>> Start Input records
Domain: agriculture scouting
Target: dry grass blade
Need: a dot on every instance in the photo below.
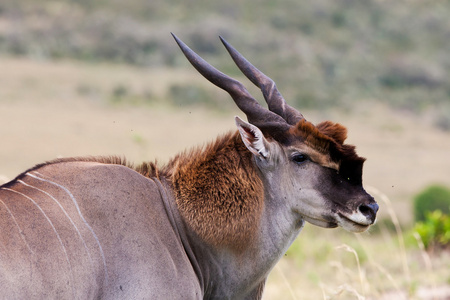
(398, 229)
(286, 281)
(351, 250)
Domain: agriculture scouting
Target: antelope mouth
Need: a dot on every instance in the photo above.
(353, 222)
(320, 222)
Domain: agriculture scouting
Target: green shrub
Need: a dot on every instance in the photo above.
(433, 198)
(434, 230)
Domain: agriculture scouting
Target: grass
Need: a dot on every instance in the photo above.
(63, 109)
(339, 265)
(323, 54)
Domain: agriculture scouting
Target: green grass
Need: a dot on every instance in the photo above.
(339, 265)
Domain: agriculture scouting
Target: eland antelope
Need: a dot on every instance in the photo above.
(210, 224)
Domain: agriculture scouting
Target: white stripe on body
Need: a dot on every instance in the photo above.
(79, 213)
(66, 214)
(54, 229)
(17, 224)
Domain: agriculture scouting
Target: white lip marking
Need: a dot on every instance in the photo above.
(54, 229)
(79, 213)
(65, 213)
(17, 224)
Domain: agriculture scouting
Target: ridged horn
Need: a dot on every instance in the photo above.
(274, 99)
(256, 114)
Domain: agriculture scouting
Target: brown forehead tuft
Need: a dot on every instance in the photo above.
(328, 138)
(312, 136)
>> End Input records
## Task prompt:
All of the lines above should be printed exactly, minus the pictures.

## Exercise response:
Domain: agriculture scouting
Target: dry grass blade
Need: a dot on every instance in the photo below.
(398, 229)
(286, 281)
(351, 250)
Domain: agriculture scouting
Target: antelope mouth
Need: a dot on every instance in the photo above.
(353, 222)
(320, 222)
Domain: agriculture scouting
Target: green shrub
Need: a dot on every instance in the photo above.
(433, 198)
(434, 230)
Domain: agriculture scouting
Target: grass
Need: a dot on every instance in the photo above.
(63, 109)
(339, 265)
(323, 54)
Domain: agriculture scouting
Target: green grass
Need: a dot on every instance in the photo above.
(339, 265)
Domain: agriculture scouting
Target: eland antelope
Need: a dot on every instance in the photo above.
(210, 224)
Domain: agriculture scouting
Target: white stripe on body
Need: a dot on every instance in the photo above.
(79, 213)
(66, 214)
(54, 229)
(17, 224)
Domain: agriculture scouting
Target: white lip marking
Need: a dot on every instance in the photo above.
(54, 229)
(79, 213)
(65, 213)
(17, 224)
Domain: agriculture scouting
Target: ridged horn
Need: a dot on every instance in the photo above.
(274, 99)
(256, 114)
Domain: agriculture scouting
Target: brown forehead tuft
Need: a dot on every instance in the photo above.
(328, 138)
(312, 136)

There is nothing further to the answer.